>> Begin Document section
As most know, becoming a customer isn’t necessarily a stopping point. You may hope for recurring customers/subscriptions or a customer who originally sought out a one-time solution that now uses more of your periphery services or products. Defining this lifecycle may seem obvious, but having the ability to adjust your marketing message based on existing customers can add value.

Evangelist

Your existing customers are acting similar to brand ambassadors in the evangelist lifecycle stage and help you get the word out. This could be through an official program for representing your brand, or it could be an interior design client who is so pleased and, in turn, is telling their network about your amazing company. These folks are valuable!

How are lifecycle stages used in marketing?

We hinted at this in the lifecycle stage definitions above, but the real value of defining these stages comes in the ability to segment and target your marketing. What might this look like? Here are some examples:

  • Excluding sales-qualified leads and opportunities from a blanket marketing message, such as a flash sale. Rationale: These users are lower in the funnel and closer to purchasing. You don’t want to treat them like casual strangers who have not yet engaged.
  • Sending an invitation to your next webinar limited to 10 attendees about how to implement your tools and services and answer their questions to sales-qualified leads only. Rationale: If the webinar is a sales tool to help answer final questions before making the purchase, the sales team may have a quick list of invitations to send, or it may help to invite all SQLs. The messaging is not appropriate to a list of thousands of blog subscribers who are not far enough into the funnel.
  • Sending a customers-only inside scoop for an upcoming event or offer to your existing customers first. Rationale: Encouraging loyalty, repeat business, and word of mouth marketing from your satisfied customers.

The segmentation and messaging possibilities are endless. Knowing where your contacts are in the buyer journey based on their actions, which designates them to lifecycle stages, is a powerful and effective tool to support marketing and sales goals.
>> End Document section
>> Begin Extracted entries
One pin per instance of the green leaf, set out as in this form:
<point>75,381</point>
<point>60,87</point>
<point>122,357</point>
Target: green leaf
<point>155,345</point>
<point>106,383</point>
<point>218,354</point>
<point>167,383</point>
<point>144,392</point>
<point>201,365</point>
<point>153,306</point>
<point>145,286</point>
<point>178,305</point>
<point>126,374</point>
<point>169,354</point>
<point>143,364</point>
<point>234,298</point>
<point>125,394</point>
>> End Extracted entries
#### [Objective A]
According to the text on marketing lifecycle stages, why should sales-qualified leads be left out of a blanket message such as a flash sale?
#### [Objective B]
Write a continuation of the text on marketing lifecycle stages, starting after its final sentence.

#### [Task result A]
They are lower in the funnel and closer to purchasing.

#### [Task result B]
How lifecycles stages put sales and marketing on the same team

Understanding marketing lifecycle stages can also help support the sales cycle itself with reporting and ROI data measures. If you’re not already calculating close rates from opportunities to customers, having active lists for each lifecycle stage can help to more clearly calculate this ratio.

Mapping your contacts into marketing lifecycle stages throughout their buyer journey can also help shed light on:

  • Length of the sales cycle: The average time to purchase or close

  • Best sources of new leads: Leads from certain sources close most often and/or have higher deal amounts

  • Lead-driven messaging: When users most want to hear from you, and what types of messaging resonates to bring them down the sales funnel

What to consider when defining your buyer journey and lifecycle stages

Armed with all of this information about the value of defining and utilizing lifecycle stages in your marketing and sales process, where should you start? Depending on the industry, capacity, and business goals, the lifecycle definition for each company can vary quite a bit.

Consider what content and conversion points you have to offer to potential leads and where each of those resources falls within the customer buyer journey. To start, your lifecycle stages may be simple. A lead has submitted a contact form on the website, a sales-qualified lead has requested to learn more or consultation, and a Customer has already made a purchase. Even defining these three stages can help you get started with understanding your buyer journey, tracking deal close metrics, and getting a better baseline for what marketing initiatives could be most useful in your specific situation.